__Activities__:
1: Translate this sentence from the article below on the Covid-19 inquiry into Spanish: "Eilidh Dickson, policy and parliamentary manager of Engender, stressed that “the pandemic has had a huge impact” on women."
2: In the article below on the Covid-19 inquiry, who published the inquiry's terms of reference in December?
3: Write a continuation of the article below on the Covid-19 inquiry, picking up after its final sentence.

__Passage shown__:

SNP ministers have been warned that a failure to include the impact of the pandemic on women in the terms of reference of the Covid-19 inquiry makes a mockery of “progressing human right protection and equality in Scotland”.
In December, the Scottish Government’s Deputy First Minister and Covid Recovery Secretary, John Swinney, published the terms of reference for the inquiry, which is due to begin in the spring.
The terms include the decision to lock down and impose restrictions, the testing, isolation and vaccination strategy – as well as the controversial decision to transfer residents to or from care homes and the continuation of education during the pandemic.
But organisations campaigning for women’s rights and equality have criticsed the decision not to specifically investigate the impact that Covid-19 has had on women – warning that the implications have been seen as an “after-thought”.
Speaking at Holyrood’s Social Justice Committee, Laura Tomson, co-director of Zero Tolerance, told MSPs that the pandemic has led to increased violence against women.
She said: “For us, the Covid inquiry not having this incorporated throughout and specified very specifically, it’s very similar to at the start of the pandemic when women were an after-thought.
“I think woman had to be affected by violence at high levels before different conditions were put in place for women affected by domestic violence.”
Ms Tomson added: “Our worry is also that the knock-on affects of the pandemic are going to exacerbate gender inequality long-term and that is going to require some significant thought and some significant investment to lesson that impact and ensure that we don’t see a massive backsliding in inequality from here on in.
“This is why is should be running through the Covid inquiry.”
Eilidh Dickson, policy and parliamentary manager of Engender, stressed that “the pandemic has had a huge impact” on women.
She added: “UN Women has warned that we could see a rollback of women’s equality worth 25 years globally and Scotland would be exception to that unless significant remedial measures are taken and prioritisation of mainstreaming.

__Material provided__:
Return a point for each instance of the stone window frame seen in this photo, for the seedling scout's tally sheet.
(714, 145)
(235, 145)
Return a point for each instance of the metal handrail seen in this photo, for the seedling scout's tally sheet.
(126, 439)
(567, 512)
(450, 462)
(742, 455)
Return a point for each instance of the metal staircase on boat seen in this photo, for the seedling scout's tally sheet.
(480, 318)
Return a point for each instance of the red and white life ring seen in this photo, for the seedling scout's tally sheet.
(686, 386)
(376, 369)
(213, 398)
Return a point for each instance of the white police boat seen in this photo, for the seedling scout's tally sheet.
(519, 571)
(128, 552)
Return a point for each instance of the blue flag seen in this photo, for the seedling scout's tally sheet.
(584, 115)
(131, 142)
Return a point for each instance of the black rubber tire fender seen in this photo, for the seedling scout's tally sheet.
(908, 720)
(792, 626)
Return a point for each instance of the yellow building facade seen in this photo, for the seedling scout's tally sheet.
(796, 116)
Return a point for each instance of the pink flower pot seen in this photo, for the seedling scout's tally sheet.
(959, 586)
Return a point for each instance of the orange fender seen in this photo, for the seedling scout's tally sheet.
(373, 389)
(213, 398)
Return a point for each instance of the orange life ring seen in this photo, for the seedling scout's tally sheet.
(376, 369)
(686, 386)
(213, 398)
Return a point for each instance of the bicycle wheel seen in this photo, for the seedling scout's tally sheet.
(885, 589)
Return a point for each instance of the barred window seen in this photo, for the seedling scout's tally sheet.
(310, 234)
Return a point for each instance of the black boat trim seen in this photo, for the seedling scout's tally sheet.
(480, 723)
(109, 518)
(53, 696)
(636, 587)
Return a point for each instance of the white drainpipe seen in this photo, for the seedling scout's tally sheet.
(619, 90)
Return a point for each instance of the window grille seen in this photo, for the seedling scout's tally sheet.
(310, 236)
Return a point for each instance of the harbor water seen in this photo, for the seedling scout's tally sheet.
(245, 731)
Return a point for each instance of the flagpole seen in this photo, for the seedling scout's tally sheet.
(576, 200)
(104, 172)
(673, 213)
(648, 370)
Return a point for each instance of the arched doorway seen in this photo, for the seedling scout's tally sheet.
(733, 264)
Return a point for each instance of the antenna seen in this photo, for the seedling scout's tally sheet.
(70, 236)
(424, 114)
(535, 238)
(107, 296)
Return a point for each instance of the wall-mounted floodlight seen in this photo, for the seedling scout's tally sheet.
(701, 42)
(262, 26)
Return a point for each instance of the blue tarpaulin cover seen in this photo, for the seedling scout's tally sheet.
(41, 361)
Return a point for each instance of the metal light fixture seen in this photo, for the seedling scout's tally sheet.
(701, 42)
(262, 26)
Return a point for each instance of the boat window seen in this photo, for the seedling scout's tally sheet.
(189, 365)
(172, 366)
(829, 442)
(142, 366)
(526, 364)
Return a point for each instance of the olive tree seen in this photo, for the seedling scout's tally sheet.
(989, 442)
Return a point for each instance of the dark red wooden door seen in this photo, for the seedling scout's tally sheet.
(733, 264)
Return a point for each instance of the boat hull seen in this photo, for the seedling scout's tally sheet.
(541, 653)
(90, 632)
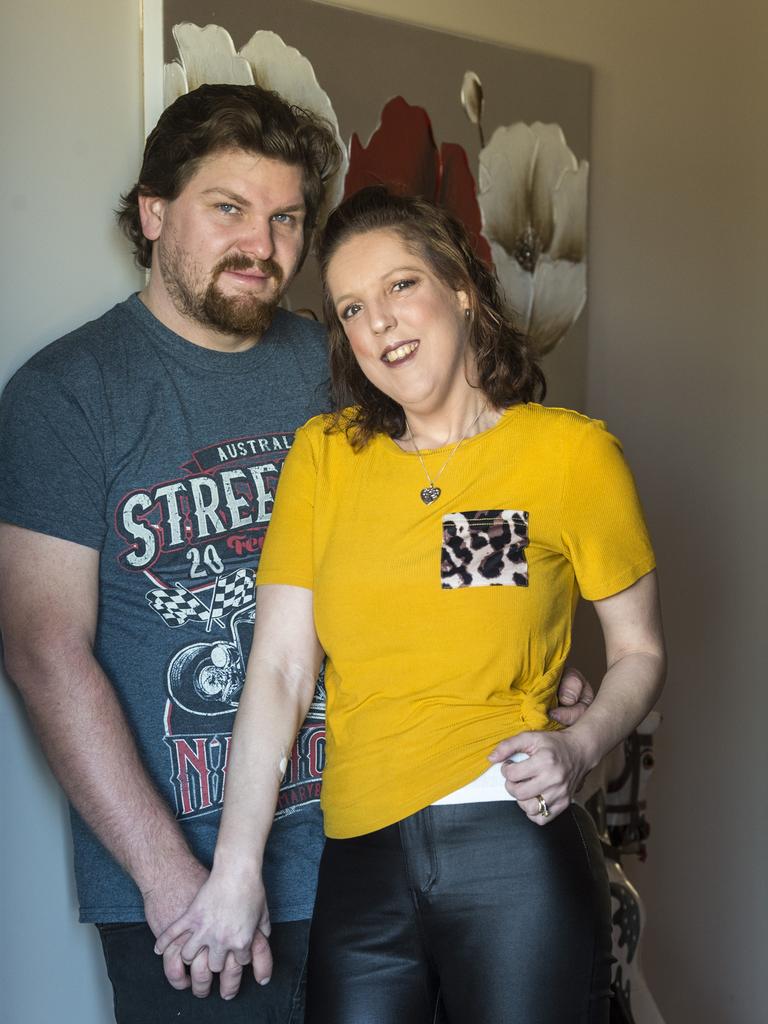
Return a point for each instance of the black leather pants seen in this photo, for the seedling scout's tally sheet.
(502, 921)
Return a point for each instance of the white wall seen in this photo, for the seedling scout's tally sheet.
(677, 365)
(70, 90)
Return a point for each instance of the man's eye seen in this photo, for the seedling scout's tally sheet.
(400, 286)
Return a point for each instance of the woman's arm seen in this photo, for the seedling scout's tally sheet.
(229, 914)
(557, 762)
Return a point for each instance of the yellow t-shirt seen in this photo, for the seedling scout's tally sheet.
(446, 626)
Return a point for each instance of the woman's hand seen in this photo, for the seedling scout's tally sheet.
(228, 920)
(544, 770)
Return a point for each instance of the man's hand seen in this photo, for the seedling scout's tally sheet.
(48, 633)
(225, 928)
(573, 696)
(164, 903)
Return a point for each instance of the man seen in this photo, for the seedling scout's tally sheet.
(138, 462)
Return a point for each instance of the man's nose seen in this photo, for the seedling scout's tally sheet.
(257, 240)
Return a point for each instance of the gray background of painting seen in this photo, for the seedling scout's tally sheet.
(361, 61)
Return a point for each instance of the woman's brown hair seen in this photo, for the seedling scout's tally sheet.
(507, 368)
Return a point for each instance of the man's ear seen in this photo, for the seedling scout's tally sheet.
(152, 211)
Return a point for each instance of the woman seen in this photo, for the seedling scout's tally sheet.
(433, 539)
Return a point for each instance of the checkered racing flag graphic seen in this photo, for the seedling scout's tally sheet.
(232, 591)
(177, 606)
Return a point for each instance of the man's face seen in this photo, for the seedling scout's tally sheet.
(226, 248)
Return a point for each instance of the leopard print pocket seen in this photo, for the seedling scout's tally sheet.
(484, 549)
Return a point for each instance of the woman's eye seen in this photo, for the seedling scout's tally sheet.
(400, 286)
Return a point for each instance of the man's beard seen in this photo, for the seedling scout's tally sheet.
(244, 314)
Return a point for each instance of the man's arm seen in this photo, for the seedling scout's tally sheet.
(48, 630)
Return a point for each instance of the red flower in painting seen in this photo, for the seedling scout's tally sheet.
(402, 155)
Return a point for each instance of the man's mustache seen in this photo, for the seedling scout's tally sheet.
(238, 261)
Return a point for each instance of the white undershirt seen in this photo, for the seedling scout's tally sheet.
(486, 787)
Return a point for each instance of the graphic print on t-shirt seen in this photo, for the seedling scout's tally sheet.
(196, 541)
(484, 549)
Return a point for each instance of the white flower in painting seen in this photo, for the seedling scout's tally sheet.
(208, 55)
(532, 195)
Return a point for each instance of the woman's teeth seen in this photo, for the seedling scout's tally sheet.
(395, 354)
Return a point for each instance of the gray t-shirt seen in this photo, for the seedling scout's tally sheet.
(165, 457)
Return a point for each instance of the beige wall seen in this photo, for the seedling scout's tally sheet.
(678, 314)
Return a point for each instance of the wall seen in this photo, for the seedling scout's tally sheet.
(677, 364)
(70, 90)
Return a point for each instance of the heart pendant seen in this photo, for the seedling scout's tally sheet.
(430, 495)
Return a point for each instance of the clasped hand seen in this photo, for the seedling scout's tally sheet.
(549, 776)
(227, 924)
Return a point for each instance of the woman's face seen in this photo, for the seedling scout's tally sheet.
(408, 330)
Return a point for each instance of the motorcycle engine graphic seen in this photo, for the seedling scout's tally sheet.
(207, 678)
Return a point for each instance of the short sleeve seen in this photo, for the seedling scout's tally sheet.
(603, 528)
(287, 557)
(52, 476)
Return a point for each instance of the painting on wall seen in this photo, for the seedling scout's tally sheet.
(498, 135)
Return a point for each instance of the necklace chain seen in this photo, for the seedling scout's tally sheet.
(432, 493)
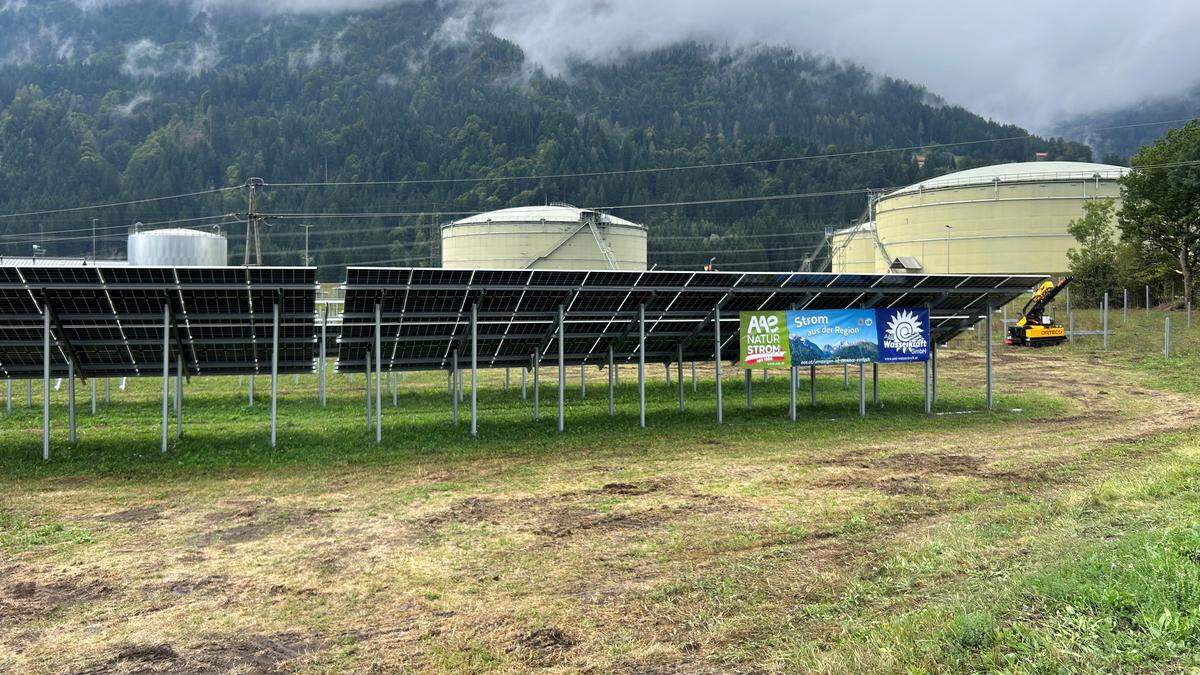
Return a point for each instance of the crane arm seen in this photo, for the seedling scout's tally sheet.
(1043, 297)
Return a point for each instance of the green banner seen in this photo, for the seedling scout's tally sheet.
(765, 340)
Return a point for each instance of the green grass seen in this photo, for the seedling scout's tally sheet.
(223, 434)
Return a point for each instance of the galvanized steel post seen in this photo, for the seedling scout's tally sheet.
(989, 357)
(641, 365)
(474, 369)
(71, 431)
(717, 363)
(562, 366)
(166, 369)
(1167, 338)
(275, 371)
(679, 374)
(612, 394)
(1104, 314)
(862, 389)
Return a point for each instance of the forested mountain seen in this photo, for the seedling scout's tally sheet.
(1137, 125)
(129, 100)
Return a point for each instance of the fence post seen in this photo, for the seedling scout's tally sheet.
(1167, 338)
(1104, 311)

__Answers per task__:
1: Eilidh Dickson, responsable de políticas y asuntos parlamentarios de Engender, subrayó que «la pandemia ha tenido un enorme impacto» en las mujeres.

2: John Swinney, the Scottish Government's Deputy First Minister and Covid Recovery Secretary.

3:
“That’s why I think it is so disappointing that the Covid Inquiry makes no reference to equality or the needs of minoritised or marginalised communities in Scotland.”
Ms Dickson said that the terms of reference does acknowledge the Human Rights Act and the European Convention on Human Rights, but warned “that is only to be taken into account as far as the chair deems appropriate or necessary”.
She added: “I think there’s a huge risk and a huge gap and that this submission is clearly contrary to Scottish Government’s stated ambition around progressing human right protection and equality in Scotland.
“Therefore, I think it’s deeply concerning the Scottish Government went through such a widespread consultation process about the needs for that inquiry and the focus of that inquiry and we have in the terms of reference of that inquiry that make no reference to women, no reference to marginalised communities, that makes no reference to social care, that makes no reference to violence against women.”
Marsha Scott, CEO of Scottish Women’s Aid, told MSPs that “Covid made already vulnerable services more unstable”.
She said: “We also know that women who were already experiencing difficulties from abusive partners had their access to income reduced.
“We still have huge housing and homelessness problems for women and children living with domestic abuse exacerbated by Covid because of the freezing of the housing system.”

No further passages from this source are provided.